[Dataset entries]

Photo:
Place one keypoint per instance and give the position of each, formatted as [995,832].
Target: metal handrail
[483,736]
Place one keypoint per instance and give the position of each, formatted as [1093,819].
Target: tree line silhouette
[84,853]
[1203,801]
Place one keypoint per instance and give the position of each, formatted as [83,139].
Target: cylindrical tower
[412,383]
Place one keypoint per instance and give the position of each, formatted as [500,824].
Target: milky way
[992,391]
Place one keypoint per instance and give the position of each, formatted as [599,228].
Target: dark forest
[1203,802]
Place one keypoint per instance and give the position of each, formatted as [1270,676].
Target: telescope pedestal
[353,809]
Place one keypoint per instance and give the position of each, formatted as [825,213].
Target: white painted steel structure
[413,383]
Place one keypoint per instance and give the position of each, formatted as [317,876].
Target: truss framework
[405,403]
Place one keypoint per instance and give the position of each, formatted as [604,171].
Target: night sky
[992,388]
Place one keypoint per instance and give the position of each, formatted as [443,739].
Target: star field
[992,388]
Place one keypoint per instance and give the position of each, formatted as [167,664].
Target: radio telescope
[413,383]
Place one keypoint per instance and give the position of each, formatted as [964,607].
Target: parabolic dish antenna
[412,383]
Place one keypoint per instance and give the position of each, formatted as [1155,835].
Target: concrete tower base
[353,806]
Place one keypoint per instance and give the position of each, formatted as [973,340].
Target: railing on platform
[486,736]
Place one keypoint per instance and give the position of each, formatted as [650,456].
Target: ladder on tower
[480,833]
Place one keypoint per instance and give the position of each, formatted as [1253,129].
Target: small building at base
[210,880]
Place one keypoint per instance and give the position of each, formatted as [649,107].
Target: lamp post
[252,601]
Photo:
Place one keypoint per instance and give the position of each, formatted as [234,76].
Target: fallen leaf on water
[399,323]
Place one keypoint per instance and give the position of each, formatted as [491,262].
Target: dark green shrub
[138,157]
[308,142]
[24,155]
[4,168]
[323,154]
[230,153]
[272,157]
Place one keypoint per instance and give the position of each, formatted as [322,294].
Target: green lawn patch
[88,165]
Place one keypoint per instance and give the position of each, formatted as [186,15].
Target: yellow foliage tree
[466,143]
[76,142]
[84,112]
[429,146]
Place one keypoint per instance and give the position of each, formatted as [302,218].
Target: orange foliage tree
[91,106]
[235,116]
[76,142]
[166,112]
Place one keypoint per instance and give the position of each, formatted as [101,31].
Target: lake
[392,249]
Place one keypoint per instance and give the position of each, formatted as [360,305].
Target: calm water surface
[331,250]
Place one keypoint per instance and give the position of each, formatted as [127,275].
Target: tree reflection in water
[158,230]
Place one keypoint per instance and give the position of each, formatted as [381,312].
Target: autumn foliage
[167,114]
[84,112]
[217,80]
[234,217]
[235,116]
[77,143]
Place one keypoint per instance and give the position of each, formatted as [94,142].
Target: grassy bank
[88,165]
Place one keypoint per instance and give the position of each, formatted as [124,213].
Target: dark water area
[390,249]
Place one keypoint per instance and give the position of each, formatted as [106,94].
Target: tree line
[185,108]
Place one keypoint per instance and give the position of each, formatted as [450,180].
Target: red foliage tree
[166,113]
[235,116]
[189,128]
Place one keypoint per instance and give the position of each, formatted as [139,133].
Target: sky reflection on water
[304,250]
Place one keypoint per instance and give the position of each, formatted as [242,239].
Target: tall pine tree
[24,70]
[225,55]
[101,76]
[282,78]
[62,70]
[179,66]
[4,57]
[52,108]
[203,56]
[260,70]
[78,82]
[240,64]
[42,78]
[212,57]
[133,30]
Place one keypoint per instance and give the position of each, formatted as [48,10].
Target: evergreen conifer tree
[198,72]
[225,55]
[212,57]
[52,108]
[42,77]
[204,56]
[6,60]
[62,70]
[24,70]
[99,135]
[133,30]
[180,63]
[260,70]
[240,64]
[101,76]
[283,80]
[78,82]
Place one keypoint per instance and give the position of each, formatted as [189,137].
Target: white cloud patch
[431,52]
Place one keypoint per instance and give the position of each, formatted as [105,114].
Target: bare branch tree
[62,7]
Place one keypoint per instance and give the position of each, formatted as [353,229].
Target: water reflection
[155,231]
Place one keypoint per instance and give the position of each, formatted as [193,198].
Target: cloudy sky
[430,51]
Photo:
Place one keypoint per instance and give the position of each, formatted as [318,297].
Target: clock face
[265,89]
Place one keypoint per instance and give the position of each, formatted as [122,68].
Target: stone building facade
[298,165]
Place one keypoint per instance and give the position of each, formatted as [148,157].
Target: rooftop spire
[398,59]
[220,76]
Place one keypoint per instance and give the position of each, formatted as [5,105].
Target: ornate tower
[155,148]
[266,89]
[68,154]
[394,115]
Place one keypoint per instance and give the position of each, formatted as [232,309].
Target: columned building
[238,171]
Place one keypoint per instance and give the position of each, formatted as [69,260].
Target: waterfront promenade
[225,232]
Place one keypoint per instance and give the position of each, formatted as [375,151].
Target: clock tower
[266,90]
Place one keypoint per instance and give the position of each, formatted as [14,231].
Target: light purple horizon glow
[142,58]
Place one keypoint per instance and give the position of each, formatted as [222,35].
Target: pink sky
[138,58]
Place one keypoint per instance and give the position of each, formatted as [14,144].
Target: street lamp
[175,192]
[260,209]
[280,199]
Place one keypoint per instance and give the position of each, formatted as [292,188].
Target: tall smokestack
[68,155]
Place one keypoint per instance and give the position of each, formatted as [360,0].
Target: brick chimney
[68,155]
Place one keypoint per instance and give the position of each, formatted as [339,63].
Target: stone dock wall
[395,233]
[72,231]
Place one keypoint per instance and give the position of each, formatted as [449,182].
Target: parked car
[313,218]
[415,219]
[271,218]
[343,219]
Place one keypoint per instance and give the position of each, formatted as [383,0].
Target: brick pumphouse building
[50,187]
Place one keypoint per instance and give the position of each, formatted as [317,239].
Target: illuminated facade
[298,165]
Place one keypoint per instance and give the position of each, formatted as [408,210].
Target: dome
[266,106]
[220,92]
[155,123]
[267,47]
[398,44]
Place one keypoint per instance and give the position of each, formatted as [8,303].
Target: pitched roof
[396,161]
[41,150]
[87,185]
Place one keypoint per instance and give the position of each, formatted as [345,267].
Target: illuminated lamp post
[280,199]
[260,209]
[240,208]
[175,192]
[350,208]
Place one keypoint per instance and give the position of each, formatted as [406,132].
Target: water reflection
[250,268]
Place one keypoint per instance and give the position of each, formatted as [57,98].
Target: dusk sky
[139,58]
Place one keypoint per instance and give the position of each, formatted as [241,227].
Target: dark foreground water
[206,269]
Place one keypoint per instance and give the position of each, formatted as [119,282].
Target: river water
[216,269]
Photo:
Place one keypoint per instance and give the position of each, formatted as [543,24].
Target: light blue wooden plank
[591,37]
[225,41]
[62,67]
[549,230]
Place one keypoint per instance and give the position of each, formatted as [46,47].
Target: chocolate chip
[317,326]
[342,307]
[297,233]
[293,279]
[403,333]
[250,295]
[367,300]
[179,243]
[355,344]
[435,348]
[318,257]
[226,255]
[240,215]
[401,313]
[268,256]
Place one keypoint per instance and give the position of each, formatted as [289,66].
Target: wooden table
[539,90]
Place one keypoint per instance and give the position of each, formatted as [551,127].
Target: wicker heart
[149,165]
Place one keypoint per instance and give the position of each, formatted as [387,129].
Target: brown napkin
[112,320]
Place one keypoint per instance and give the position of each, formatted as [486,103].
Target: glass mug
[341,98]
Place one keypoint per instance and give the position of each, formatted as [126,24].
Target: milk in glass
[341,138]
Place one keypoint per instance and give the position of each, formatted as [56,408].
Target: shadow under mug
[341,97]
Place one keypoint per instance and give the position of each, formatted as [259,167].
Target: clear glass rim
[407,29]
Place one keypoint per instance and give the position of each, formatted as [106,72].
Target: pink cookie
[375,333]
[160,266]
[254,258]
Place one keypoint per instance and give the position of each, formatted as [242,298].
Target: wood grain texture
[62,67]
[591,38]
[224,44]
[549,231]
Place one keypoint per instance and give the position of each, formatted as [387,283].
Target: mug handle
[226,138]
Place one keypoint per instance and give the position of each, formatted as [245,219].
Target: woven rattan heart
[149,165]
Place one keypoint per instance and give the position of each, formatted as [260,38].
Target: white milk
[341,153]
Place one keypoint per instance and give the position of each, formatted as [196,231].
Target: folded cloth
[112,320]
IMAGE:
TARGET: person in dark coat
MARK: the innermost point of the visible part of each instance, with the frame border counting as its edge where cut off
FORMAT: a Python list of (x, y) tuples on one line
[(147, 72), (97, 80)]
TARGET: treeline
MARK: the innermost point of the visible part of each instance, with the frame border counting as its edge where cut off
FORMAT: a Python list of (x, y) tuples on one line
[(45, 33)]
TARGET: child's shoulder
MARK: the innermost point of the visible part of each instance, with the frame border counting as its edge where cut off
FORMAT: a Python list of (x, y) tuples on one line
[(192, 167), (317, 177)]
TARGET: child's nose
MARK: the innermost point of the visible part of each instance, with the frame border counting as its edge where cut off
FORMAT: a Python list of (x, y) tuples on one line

Instructions to follow
What lines above hold the word "child"? List them all.

Result of this task
TARGET: child's shoulder
TARGET: child's nose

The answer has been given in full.